[WHAT THIS TASK INVOLVES]
Start at the line with "point_to(query) puts a dot on the woman's left" in the records below, stop at the line with "point_to(query) puts a dot on the curly", and return every line in that span exactly, the two end lines included.
[EXERCISE DATA]
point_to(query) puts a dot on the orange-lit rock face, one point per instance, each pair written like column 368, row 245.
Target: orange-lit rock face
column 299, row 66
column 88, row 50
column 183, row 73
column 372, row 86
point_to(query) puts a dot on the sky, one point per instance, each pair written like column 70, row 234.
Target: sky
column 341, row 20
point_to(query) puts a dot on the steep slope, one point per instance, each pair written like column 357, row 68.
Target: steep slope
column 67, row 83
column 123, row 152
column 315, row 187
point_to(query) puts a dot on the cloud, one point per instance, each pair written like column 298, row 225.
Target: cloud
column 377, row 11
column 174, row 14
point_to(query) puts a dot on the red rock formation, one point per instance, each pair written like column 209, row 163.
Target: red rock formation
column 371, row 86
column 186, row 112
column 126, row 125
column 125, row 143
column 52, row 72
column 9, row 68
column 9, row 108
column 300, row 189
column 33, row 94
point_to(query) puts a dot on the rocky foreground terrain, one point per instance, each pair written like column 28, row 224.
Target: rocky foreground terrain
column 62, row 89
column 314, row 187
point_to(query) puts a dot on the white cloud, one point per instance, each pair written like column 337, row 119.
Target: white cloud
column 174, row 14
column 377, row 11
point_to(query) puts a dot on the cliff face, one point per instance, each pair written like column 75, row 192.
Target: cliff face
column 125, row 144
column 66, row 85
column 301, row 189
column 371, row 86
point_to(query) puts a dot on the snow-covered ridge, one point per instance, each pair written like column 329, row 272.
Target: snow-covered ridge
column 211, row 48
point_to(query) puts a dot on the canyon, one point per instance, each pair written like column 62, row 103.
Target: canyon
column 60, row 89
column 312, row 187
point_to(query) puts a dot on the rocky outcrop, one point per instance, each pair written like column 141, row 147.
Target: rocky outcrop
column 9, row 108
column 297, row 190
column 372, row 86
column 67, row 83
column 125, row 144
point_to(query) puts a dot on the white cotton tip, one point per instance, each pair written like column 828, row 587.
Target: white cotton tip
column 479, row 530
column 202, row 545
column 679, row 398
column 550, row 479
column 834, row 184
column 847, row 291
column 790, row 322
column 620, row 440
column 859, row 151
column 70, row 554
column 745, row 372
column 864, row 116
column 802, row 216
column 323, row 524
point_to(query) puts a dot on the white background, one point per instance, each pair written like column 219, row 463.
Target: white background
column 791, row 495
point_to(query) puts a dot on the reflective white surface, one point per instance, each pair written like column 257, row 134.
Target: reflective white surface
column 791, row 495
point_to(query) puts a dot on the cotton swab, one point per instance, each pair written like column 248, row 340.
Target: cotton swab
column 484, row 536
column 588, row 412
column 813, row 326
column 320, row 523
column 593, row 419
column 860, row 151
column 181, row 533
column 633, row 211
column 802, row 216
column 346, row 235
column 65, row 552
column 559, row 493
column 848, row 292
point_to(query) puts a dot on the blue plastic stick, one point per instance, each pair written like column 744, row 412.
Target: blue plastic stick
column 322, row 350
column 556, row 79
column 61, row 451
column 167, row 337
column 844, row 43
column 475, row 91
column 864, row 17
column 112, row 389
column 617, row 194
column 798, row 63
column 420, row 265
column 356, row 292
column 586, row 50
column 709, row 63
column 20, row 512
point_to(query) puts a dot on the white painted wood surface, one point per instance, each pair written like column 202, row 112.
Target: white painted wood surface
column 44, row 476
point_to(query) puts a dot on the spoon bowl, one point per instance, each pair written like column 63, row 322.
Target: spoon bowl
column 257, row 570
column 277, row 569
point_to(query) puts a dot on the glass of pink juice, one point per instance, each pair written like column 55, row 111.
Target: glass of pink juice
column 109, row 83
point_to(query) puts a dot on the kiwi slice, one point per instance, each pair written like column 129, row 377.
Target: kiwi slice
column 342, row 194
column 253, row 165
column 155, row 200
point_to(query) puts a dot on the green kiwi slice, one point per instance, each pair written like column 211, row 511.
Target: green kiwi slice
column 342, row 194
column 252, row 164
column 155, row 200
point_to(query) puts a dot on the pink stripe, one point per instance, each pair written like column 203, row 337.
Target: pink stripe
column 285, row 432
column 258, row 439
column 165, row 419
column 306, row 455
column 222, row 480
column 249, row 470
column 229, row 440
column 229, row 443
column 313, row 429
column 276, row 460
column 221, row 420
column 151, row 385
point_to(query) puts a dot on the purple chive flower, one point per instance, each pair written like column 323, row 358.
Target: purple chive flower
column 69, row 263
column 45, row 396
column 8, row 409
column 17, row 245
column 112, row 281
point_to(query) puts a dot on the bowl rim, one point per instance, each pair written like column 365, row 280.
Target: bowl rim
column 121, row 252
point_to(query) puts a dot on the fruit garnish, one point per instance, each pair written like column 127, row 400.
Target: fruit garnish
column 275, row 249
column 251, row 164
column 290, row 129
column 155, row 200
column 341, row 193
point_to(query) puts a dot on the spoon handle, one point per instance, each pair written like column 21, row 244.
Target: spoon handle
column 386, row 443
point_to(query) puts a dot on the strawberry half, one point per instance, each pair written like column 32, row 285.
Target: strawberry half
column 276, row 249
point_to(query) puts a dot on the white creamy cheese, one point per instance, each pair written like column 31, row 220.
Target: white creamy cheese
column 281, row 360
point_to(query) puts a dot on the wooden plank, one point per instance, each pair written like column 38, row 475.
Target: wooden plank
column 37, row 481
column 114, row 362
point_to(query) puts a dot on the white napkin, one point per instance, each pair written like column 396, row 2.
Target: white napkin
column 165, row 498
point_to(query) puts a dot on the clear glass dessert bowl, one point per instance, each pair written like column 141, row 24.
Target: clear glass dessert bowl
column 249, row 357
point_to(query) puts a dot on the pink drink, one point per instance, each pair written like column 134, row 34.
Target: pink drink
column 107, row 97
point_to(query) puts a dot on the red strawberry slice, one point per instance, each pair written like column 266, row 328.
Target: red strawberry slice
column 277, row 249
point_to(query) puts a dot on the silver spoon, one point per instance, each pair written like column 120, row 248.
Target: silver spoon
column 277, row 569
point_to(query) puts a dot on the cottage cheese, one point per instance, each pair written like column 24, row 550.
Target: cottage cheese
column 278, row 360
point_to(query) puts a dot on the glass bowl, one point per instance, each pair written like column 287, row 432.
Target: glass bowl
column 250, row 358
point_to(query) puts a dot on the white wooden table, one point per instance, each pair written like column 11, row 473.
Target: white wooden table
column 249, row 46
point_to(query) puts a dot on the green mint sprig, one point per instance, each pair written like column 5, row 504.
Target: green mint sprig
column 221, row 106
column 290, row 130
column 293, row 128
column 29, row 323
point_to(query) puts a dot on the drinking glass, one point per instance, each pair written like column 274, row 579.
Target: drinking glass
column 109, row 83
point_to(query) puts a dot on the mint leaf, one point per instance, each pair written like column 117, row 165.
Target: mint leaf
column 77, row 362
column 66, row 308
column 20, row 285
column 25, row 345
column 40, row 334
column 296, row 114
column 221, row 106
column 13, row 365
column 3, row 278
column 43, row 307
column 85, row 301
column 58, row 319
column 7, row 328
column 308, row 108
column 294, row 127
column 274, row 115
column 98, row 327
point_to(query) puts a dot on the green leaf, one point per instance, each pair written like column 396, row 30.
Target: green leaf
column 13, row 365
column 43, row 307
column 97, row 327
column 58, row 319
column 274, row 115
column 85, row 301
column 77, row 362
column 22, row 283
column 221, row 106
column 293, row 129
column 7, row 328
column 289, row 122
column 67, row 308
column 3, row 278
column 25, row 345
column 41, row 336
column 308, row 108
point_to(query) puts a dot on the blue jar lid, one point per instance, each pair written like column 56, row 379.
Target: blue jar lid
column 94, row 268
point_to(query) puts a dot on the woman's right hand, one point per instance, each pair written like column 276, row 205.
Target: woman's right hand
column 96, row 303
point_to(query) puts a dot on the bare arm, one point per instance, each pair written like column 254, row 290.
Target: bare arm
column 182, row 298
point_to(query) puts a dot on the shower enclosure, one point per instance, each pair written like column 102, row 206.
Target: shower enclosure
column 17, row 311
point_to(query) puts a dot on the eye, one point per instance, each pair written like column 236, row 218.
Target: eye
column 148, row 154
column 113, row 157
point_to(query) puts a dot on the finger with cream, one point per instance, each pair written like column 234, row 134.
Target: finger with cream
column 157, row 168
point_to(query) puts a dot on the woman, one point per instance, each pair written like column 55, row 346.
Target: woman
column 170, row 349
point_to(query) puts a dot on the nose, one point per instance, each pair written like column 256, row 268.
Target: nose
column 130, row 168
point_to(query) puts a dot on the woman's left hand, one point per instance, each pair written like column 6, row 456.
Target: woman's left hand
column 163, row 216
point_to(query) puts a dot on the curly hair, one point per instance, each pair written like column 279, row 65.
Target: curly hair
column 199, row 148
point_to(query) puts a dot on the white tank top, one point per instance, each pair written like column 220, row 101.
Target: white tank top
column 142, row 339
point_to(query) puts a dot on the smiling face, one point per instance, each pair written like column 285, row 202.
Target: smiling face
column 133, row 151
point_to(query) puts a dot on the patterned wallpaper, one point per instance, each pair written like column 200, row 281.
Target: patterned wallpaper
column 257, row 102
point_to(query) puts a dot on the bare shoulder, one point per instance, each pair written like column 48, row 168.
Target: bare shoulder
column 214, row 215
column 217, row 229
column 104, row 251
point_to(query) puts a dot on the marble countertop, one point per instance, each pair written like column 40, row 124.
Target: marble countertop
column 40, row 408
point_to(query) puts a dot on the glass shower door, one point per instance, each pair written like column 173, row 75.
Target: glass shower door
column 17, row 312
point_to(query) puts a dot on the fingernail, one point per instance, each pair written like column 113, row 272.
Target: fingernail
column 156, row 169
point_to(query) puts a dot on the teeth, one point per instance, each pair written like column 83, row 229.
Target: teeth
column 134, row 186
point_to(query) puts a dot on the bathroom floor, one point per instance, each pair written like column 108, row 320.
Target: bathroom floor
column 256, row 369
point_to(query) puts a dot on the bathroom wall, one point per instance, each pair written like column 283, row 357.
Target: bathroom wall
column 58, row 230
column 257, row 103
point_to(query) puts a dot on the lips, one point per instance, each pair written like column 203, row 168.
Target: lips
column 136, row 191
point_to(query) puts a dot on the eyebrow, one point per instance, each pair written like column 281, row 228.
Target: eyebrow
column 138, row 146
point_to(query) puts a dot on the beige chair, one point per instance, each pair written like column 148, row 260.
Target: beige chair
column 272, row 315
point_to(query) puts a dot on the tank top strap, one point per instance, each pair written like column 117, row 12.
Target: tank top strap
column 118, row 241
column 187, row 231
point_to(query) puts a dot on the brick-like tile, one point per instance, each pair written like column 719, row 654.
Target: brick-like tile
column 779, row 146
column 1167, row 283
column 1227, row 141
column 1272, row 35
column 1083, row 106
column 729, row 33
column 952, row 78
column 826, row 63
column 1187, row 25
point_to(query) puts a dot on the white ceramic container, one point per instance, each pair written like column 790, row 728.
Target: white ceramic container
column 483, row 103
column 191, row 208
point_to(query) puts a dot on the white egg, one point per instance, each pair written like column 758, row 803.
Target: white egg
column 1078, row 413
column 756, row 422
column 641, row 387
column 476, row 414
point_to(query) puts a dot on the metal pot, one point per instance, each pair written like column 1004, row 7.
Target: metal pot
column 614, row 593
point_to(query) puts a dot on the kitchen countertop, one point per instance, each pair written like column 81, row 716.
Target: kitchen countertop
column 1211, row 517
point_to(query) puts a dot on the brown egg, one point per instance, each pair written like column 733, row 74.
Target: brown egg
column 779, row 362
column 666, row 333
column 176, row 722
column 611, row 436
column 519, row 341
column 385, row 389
[/EXERCISE DATA]
[ANSWER TO THIS EXERCISE]
point_to(query) puts a dot on the woman's left hand, one point per instance, each pair written like column 6, row 456.
Target: woman's left hand
column 163, row 216
point_to(query) puts a dot on the curly hair, one point per instance, each pair written like column 279, row 65.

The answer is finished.